▶ _What the exercise asks_
Copy every line of the data that includes the string "leaf".

Referring expression pointing data

——————

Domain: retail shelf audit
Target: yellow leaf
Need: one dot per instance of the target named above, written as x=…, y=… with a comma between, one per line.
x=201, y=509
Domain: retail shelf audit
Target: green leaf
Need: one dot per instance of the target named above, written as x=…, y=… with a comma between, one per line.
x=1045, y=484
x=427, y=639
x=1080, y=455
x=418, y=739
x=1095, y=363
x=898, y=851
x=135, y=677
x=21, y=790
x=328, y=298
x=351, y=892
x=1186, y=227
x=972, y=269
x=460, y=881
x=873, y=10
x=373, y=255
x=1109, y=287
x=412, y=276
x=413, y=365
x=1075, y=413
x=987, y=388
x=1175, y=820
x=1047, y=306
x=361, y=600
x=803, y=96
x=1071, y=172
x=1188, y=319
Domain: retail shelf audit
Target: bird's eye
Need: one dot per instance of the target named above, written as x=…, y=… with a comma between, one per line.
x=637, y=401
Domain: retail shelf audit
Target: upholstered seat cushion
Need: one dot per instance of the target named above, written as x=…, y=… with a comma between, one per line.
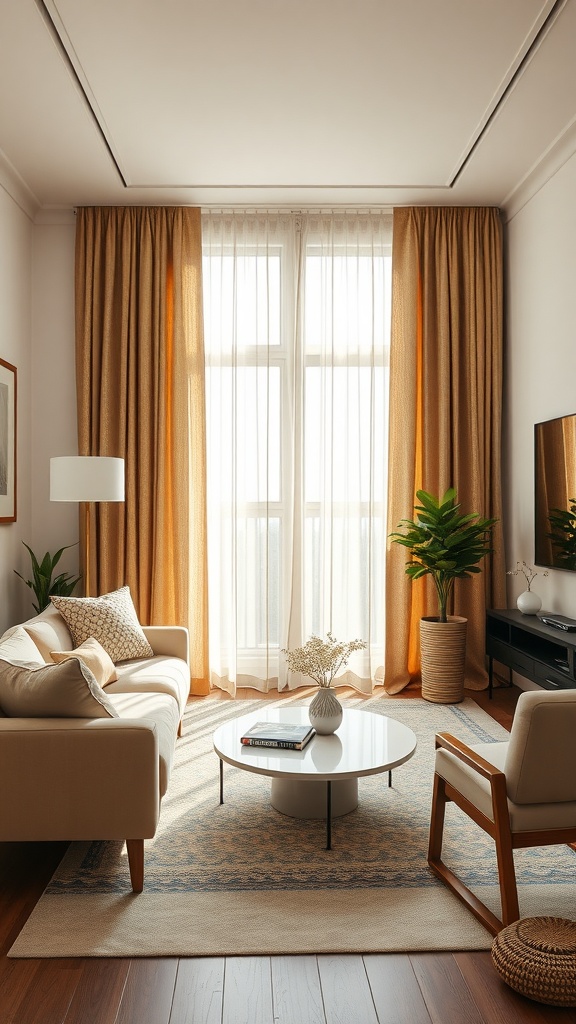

——————

▶ _Written reply_
Target: yellow leaf
Target: green leaf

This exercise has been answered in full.